• _Tasks for this exercise_:
[a] In the FLRA negotiability decision, what computer system does the Automated Collection Site use?
[b] From the FLRA negotiability decision, list every argument the Agency raises against Union Proposal 1.
[c] Write the next part of the FLRA negotiability decision in the same style, picking up from its final sentence.

• _Source extract_:
24:0249(30)NG - NTEU and IRS, Denver District -- 1986 FLRAdec NG



[ v24 p249 ]
24:0249(30)NG
The decision of the Authority follows:


 24 FLRA No. 30
 
 NATIONAL TREASURY EMPLOYEES UNION
 Union
 
 and
 
 INTERNAL REVENUE SERVICE, 
 DENVER DISTRICT
 Agency
 
                                            Case No. 0-NG-1192
 
                DECISION AND ORDER ON NEGOTIABILITY ISSUES
 
                         I.  Statement of the Case
 
    This case is before the Authority because of a negotiability appeal
 filed under section 7105(a)(2)(E) of the Federal Service
 Labor-Management Relations Statute (the Statute) and concerns the
 negotiability of two Union proposals.  /1/ For the reasons which follow,
 we find that both proposals are within the duty to bargain.
 
                              II.  Background
 
    The proposals at issue in this case arose when the parties were
 renegotiating their local Automated Collection Site (ACS) Agreement.
 The ACS utilizes a Zilog computer system which stores information on
 delinquent taxpayer accounts and the results of investigations of
 taxpayers.  The employees involved in this case work at a "call site"
 which attempts to contact delinquent taxpayers and to investigate their
 assets.  The Agency indicates that all employees use the computer system
 both to retrieve information about taxpayers and to document actions
 taken on cases.  Agency Statement of Position at 2.
 
                          III.  Union Proposal 1
 
          Section 2.  The Employer will provide a password for use of
       Zilog for official union business.
 
    A.  Positions of the Parties
 
    The Agency claims that Union Proposal 1 is in violation of the
 national ACS agreement and not within the duty to bargain under the
 reopener clause because there is no provision in the national agreement
 delegating authority to parties on the local level to negotiate over the
 issue of union use of the computer system.  The Agency further argues
 that providing the Union with access to the computer system would
 interfere with its right to determine its internal security pursuant to
 section 7106(a)(1) of the Statute because it would require giving the
 Union access to confidential taxpayer information as well as
 word-processing functions of the system.  Finally, the Agency argues
 that the proposal conflicts with a Government-wide regulation, 5 CFR
 Section 735.205, which prohibits use of Government property "for other
 than officially approved activities," insofar as the proposal is meant
 to allow use of computer terminals for internal union business.

• _Collected data_:
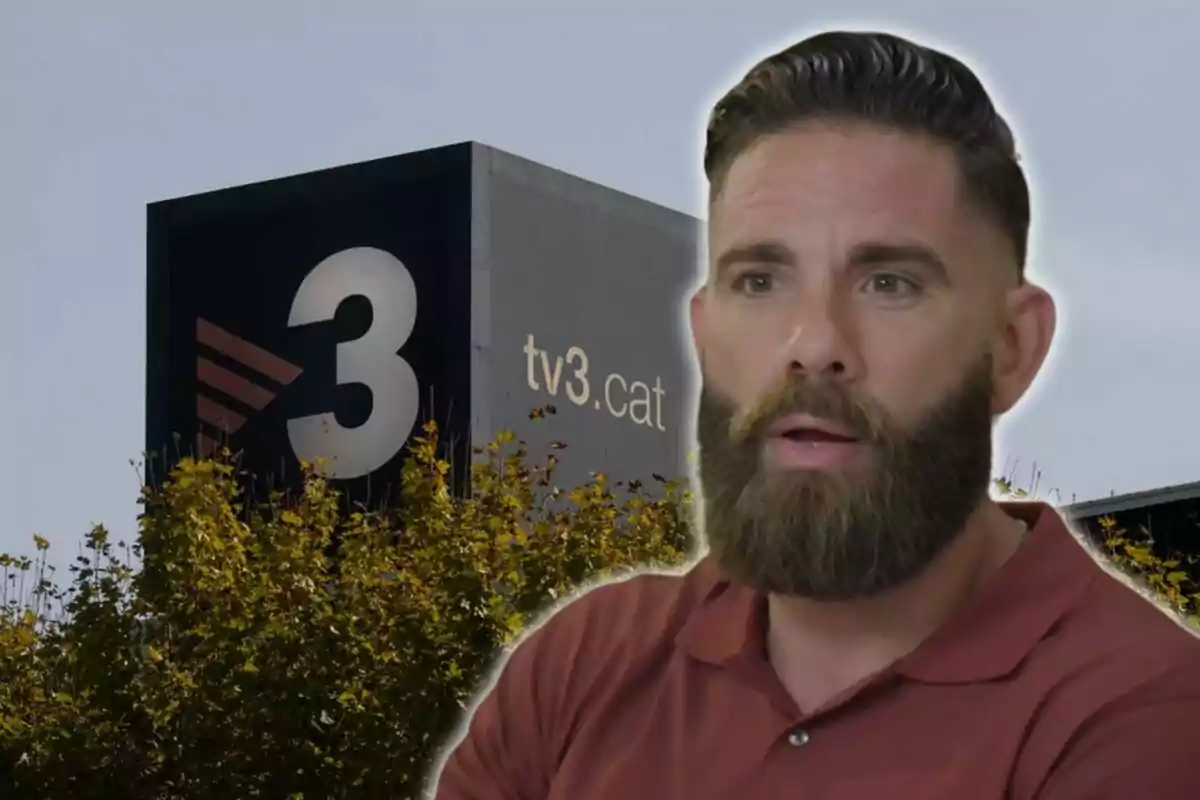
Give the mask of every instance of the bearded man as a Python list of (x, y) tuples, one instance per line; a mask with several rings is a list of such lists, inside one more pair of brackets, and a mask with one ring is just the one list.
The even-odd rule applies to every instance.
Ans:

• _Per-task outputs_:
[a] A Zilog computer system.

[b]
- The proposal violates the national ACS agreement and is outside the duty to bargain under the reopener clause, because the national agreement does not delegate authority to local parties to negotiate over union use of the computer system.
- Giving the Union access to the computer system would interfere with the Agency's right to determine its internal security under section 7106(a)(1) of the Statute, because it would require giving the Union access to confidential taxpayer information and the system's word-processing functions.
- The proposal conflicts with a Government-wide regulation, 5 CFR Section 735.205, which prohibits use of Government property "for other than officially approved activities," insofar as it would allow use of computer terminals for internal union business.

[c]
 
    The Union asserts that the proposal concerns an issue which is a
 proper subject for bargaining in the local ACS agreement because it is
 local in effect and the national ACS permits such issues to be resolved
 at the local level.  The Union further argues that the proposal does not
 conflict with the Agency's right to determine its internal security
 because the Union employees who would gain access to confidential
 taxpayer information from access to the Zilog computer already have
 access to such information through their jobs.  In addition, the Union
 denies that its proposal would conflict with 5 CFR Section 735,205,
 stating that the proposal is intended to authorize use of the computer
 system for "official" union business, which it says was meant to exclude
 "internal" union business.  The Union states that it proposes to make
 the same use of the computer that it makes of typewriters in other
 Denver District offices and that the proposal is necessary because
 typewriters are scarce.
 
    B.  Analysis
 
    The question raised by the Agency regarding whether Proposal 1 is a
 proper subject for bargaining under the reopener clause cannot be
 resolved in this decision.  The record in this case fails to provide any
 basis for substantiating the agency's assertions.  Further, to the
 extent that there are factual issues in dispute between the parties
 concerning the duty to bargain in the specific circumstances of this
 case, these issues may be raised in other appropriate proceedings.  See,
 for example, American Federation of Government Employees, AFL-CIO, Local
 2736 and Department of the Air Force, Headquarters 379th Combat Support
 Group (SAC), Wurtsmith Air Force, Base, Michigan, 14 FLRA 302 at 306, n.
 (1984).
 
    Proposal 1 reflects the increased automation of Government work and
 the increased efficiencies of agency operations realized by that
 automation.  There are, however, corresponding responsibilities which
 result from the automation, primarily responsibilities relating to the
 internal security of automated systems and access to their use.  The
 legitimate security, privacy, and mission accomplishment concerns of
 management must be recognized, as well as the benefits of the Union of
 access to such systems.
 
    In the instant case, the Union asserts without contradiction, that
 "typewriters are scarce at ACS." Union Petition for Review at 3.  The
 Agency counters that it "does not have the capabilities to ensure
 limited access to only the word processing functions," and that the
 proposal would provide the Union with access to "confidential taxpayer
 information." Agency Statement of Position at 6.  The Agency does not,
 however, dispute the Union's assertions that the Union officials who
 would use the password are employees of the Agency who "already have
 access to confidential taxpayer information." Union Response at 2.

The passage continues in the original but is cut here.